"""
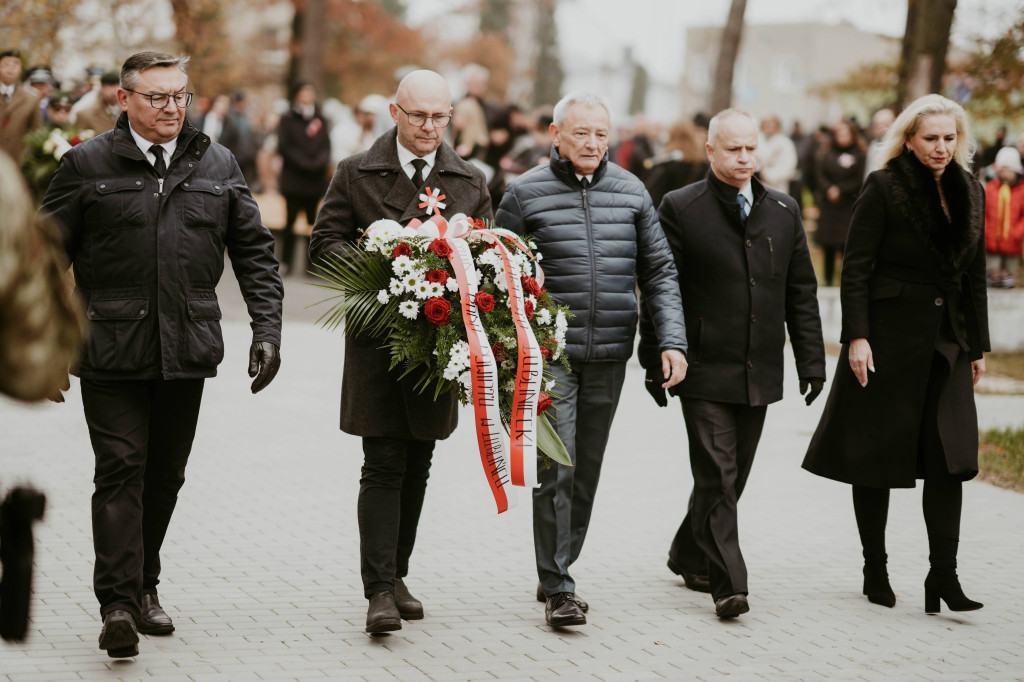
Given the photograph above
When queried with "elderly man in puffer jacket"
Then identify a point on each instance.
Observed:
(597, 230)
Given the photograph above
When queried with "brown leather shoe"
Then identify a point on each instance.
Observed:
(383, 615)
(155, 620)
(561, 609)
(119, 636)
(731, 606)
(541, 597)
(410, 607)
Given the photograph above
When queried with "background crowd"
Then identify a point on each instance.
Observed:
(288, 148)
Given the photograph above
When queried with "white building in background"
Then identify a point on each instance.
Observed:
(779, 64)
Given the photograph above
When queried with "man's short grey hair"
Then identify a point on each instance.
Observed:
(578, 97)
(722, 116)
(139, 61)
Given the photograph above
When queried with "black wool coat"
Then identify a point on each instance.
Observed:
(742, 286)
(370, 186)
(908, 273)
(147, 256)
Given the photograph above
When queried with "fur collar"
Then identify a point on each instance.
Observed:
(916, 195)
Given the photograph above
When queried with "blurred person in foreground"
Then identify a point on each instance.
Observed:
(914, 334)
(745, 279)
(41, 331)
(598, 231)
(398, 425)
(146, 212)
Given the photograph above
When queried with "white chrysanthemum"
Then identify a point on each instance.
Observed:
(423, 289)
(409, 309)
(412, 280)
(401, 264)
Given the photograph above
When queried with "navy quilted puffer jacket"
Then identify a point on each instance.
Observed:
(597, 244)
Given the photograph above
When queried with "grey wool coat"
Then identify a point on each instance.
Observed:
(366, 187)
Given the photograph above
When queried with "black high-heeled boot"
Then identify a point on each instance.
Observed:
(877, 587)
(942, 582)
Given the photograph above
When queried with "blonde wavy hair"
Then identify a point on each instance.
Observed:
(906, 124)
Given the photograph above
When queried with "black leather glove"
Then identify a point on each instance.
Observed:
(653, 385)
(814, 384)
(264, 360)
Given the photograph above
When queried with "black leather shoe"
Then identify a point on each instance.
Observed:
(155, 620)
(731, 606)
(119, 636)
(410, 607)
(561, 609)
(541, 597)
(383, 615)
(695, 582)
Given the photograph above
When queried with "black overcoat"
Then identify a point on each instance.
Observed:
(147, 255)
(908, 272)
(742, 285)
(370, 186)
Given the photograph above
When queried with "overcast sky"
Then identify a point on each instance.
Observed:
(593, 30)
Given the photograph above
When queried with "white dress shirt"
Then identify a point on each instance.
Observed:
(406, 159)
(151, 154)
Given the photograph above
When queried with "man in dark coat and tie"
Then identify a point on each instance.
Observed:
(745, 279)
(398, 425)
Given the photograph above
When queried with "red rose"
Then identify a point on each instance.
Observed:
(441, 248)
(437, 276)
(437, 310)
(484, 301)
(529, 285)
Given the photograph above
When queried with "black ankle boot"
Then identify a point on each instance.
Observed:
(877, 587)
(942, 582)
(945, 586)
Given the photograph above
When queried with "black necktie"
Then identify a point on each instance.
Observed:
(418, 164)
(160, 165)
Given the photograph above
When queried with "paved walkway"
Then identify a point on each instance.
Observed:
(261, 561)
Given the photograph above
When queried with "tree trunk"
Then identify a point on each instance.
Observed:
(721, 96)
(926, 41)
(308, 44)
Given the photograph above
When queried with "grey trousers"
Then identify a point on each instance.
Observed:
(562, 504)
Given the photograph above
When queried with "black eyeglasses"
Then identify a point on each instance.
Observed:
(161, 100)
(439, 120)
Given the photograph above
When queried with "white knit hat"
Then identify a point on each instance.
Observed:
(1010, 158)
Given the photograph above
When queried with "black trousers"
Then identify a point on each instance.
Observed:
(563, 503)
(293, 206)
(391, 491)
(141, 434)
(723, 438)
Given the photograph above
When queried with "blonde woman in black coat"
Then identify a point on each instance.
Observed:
(914, 331)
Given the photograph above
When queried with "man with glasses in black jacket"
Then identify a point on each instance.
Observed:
(146, 212)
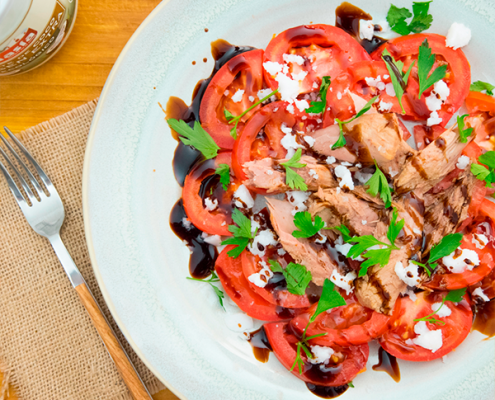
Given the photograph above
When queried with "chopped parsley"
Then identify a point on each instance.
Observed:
(292, 178)
(398, 77)
(224, 171)
(425, 64)
(455, 296)
(479, 86)
(483, 173)
(242, 234)
(375, 251)
(463, 133)
(307, 228)
(396, 17)
(232, 119)
(378, 184)
(296, 276)
(213, 279)
(341, 142)
(319, 106)
(330, 298)
(196, 137)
"""
» PROBLEM:
Repeat the records above verbatim, with no pictures in the result.

» THE OUTPUT:
Given the photograph above
When queried with "elderly man in puffer jacket"
Then identify a point on each instance.
Observed:
(597, 230)
Given the photograph above
When queried with "brown leather shoe"
Then identify a point on each instance.
Observed:
(383, 615)
(155, 620)
(561, 609)
(119, 636)
(731, 606)
(541, 597)
(410, 607)
Given the photograph above
When queried with "background crowd"
Then identify a point on each instance.
Observed:
(288, 148)
Given the photograph above
When queried with "white building in background"
Then identify a point on each instance.
Observed:
(779, 64)
Given the photograph above
When queried with "man's short grey hair"
Then identify a point on each instance.
Observed:
(578, 97)
(722, 116)
(139, 61)
Given the photograph above
When queried with "black wool coat"
Then identify a point on each instance.
Observed:
(742, 286)
(370, 186)
(908, 273)
(147, 256)
Given the photograph above
When queried with "fur collar"
Then identify a point on each instance.
Observed:
(916, 195)
Given the photograph above
When queried with "blurred person in foreground"
Then identify a point on each instance.
Observed:
(914, 334)
(745, 279)
(41, 331)
(598, 231)
(398, 425)
(146, 212)
Given the photograph above
When queried with "white chrysanthemum"
Then identify a point on each instance.
Observed:
(423, 289)
(409, 309)
(412, 280)
(401, 264)
Given the photograph above
When queried with "navy quilted puffer jacket"
Then identify a point on each instance.
Observed:
(597, 244)
Given the photograph above
When queried with "grey wool coat"
Then identify a point on each instance.
Observed:
(366, 187)
Given the photograph above
When queried with "black high-heeled boot"
Then identify a point on each instance.
Observed:
(877, 587)
(942, 582)
Given the photograph above
When queried with "blonde wavy hair"
Then identify a point on each instance.
Observed:
(906, 124)
Given the photograph above
When queried with "black leather glove"
Then identify a point on each instance.
Observed:
(653, 385)
(814, 384)
(264, 360)
Given the photograph above
When queried with "black leather shoe"
Then identify a point on each instance.
Observed:
(155, 620)
(731, 606)
(119, 636)
(410, 607)
(561, 609)
(541, 597)
(383, 615)
(695, 582)
Given the photograph above
When queried with "black overcoat"
Then identify a point on each instance.
Observed:
(147, 255)
(908, 272)
(742, 285)
(370, 186)
Given the photograph above
When queried with "overcast sky"
Then identify a point on each instance.
Observed:
(593, 30)
Given the photograph above
When queried with "white dress shirt"
Then identify a point on each instance.
Observed:
(406, 159)
(151, 154)
Given the photograph above
When queried with "man in dark coat and tie"
Then identify a point on each instance.
Observed:
(745, 279)
(398, 425)
Given the photograph above
When queried with "red rose"
Then identify a point on each instance.
Observed:
(441, 248)
(437, 276)
(437, 310)
(484, 301)
(529, 285)
Given the photograph above
When queried with "black ankle boot"
Then identify a point on each instance.
Observed:
(877, 587)
(942, 582)
(945, 586)
Given the photograph above
When queried with "black necktie"
Then identify a point on each instance.
Observed:
(418, 164)
(160, 165)
Given the photograph above
When queried with "paved walkway"
Then identify a point on each instance.
Observed:
(261, 561)
Given the photograph above
When queried with "tree trunk"
Then identify a point on each instance.
Observed:
(721, 96)
(926, 41)
(308, 44)
Given the photograph above
When queried with "grey trousers"
Then identify a point on each instance.
Observed:
(562, 504)
Given the photograph above
When queried with "black eyeglasses"
Then identify a point on each instance.
Observed:
(161, 100)
(439, 120)
Given the photograph above
When queried with "white knit hat"
Then identify a point on each instance.
Observed:
(1010, 158)
Given the photograph above
When queried with "black trousers"
Then identify a point on each instance.
Observed:
(563, 503)
(293, 206)
(391, 491)
(141, 434)
(723, 438)
Given the photograph above
When queried with "blonde woman in black coat"
Then identify a point on each instance.
Observed:
(914, 331)
Given the photograph above
When queried with "man with glasses in black jacket"
Then identify a point on each instance.
Observed:
(146, 212)
Given the photograph above
When queried with "chopped parsley"
Then identify a point on each instance.
Observed:
(292, 178)
(398, 77)
(224, 171)
(425, 64)
(455, 296)
(479, 86)
(483, 173)
(242, 234)
(375, 251)
(463, 133)
(307, 228)
(396, 17)
(232, 119)
(378, 184)
(296, 276)
(213, 279)
(341, 142)
(319, 106)
(330, 298)
(196, 137)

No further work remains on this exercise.